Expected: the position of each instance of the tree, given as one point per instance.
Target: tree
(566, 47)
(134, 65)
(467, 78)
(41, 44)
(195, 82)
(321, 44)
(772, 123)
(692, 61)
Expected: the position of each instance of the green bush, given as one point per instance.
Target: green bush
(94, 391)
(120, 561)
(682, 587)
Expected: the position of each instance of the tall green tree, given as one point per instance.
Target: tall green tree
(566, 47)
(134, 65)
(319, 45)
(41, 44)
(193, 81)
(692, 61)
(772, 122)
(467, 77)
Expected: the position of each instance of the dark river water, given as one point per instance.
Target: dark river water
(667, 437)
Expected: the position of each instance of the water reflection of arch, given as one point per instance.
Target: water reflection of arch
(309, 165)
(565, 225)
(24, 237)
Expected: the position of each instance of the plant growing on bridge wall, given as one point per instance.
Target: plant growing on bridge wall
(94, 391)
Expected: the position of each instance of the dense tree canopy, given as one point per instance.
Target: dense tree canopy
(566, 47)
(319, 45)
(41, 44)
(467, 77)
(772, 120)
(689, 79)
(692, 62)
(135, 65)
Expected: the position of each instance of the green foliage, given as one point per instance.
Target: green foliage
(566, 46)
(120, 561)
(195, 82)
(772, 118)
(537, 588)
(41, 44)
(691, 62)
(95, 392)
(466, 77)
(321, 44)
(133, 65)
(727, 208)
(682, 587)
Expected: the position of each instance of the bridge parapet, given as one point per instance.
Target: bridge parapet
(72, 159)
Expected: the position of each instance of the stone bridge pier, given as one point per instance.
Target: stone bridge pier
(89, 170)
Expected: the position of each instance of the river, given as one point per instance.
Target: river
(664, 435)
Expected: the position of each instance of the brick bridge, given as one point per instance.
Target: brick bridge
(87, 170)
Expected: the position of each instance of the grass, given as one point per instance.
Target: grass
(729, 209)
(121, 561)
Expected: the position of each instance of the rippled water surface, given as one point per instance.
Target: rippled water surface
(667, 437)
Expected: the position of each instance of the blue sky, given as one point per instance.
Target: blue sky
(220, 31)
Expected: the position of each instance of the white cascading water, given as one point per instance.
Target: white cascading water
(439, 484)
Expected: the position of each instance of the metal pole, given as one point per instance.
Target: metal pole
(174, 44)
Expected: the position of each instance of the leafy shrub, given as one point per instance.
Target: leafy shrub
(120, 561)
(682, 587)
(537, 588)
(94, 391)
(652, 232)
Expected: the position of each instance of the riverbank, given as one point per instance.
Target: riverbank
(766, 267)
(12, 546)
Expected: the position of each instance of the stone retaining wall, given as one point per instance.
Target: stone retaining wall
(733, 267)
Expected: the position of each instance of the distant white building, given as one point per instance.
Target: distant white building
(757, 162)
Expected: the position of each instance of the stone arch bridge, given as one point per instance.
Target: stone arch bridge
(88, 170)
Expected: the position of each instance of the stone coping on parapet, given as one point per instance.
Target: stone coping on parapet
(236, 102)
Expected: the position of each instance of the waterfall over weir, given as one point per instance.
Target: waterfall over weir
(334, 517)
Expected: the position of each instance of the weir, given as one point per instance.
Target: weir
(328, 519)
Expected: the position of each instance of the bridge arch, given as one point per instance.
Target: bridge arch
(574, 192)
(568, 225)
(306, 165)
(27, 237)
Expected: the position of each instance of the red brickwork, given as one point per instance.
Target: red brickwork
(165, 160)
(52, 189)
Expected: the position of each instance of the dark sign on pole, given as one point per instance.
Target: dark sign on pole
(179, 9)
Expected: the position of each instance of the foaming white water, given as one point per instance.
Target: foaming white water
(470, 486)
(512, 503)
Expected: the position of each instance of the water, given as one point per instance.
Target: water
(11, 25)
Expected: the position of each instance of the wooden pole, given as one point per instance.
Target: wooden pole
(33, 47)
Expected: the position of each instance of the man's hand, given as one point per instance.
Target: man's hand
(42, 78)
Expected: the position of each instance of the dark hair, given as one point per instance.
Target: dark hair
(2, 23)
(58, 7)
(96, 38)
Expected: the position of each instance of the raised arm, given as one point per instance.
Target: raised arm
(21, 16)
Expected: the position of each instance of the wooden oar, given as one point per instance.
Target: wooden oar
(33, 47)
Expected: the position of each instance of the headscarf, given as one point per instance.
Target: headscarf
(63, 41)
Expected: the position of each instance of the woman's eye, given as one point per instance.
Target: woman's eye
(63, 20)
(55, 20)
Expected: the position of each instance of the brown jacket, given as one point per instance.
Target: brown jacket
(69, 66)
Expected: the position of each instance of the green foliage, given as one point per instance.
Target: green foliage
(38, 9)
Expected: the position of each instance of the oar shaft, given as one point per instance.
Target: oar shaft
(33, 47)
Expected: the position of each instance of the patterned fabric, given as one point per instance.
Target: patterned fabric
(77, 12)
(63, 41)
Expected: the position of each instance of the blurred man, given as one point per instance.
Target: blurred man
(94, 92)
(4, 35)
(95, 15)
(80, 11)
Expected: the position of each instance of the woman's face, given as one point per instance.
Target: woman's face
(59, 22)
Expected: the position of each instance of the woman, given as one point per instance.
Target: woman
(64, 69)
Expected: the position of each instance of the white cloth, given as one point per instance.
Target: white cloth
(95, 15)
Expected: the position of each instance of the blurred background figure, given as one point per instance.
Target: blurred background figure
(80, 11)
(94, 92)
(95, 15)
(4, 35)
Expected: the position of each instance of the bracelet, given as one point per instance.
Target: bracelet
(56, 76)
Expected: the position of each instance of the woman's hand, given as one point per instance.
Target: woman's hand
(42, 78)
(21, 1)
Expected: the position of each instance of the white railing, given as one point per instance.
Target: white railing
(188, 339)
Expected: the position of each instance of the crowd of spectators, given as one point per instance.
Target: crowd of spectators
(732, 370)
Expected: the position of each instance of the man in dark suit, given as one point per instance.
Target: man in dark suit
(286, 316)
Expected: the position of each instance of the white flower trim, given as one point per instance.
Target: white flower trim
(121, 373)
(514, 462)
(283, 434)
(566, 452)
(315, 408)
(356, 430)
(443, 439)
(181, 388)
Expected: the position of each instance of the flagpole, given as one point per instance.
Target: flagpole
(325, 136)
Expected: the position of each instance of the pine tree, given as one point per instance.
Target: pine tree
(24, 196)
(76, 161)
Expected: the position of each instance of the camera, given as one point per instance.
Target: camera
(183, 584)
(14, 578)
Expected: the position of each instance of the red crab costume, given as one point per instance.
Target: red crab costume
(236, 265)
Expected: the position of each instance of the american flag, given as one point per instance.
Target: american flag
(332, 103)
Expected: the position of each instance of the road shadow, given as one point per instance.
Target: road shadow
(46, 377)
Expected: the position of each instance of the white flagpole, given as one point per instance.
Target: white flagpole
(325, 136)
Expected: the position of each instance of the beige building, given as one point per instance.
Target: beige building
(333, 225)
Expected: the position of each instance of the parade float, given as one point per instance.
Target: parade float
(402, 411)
※ ※ ※
### [YOUR OBJECTIVE]
There is a run of lines above from the one with "Expected: the position of each instance of the dark sign" to the one with "Expected: the position of each instance of the water, given"; print exactly that run, both ends included, and nothing else.

### [YOUR RESPONSE]
Expected: the position of each instance of the dark sign on pole, given as one point per instance.
Target: dark sign on pole
(179, 9)
Expected: the position of each instance of the foaming white water, given as one point per instance.
Target: foaming white water
(470, 486)
(512, 503)
Expected: the position of each instance of the water, given as one point per instance.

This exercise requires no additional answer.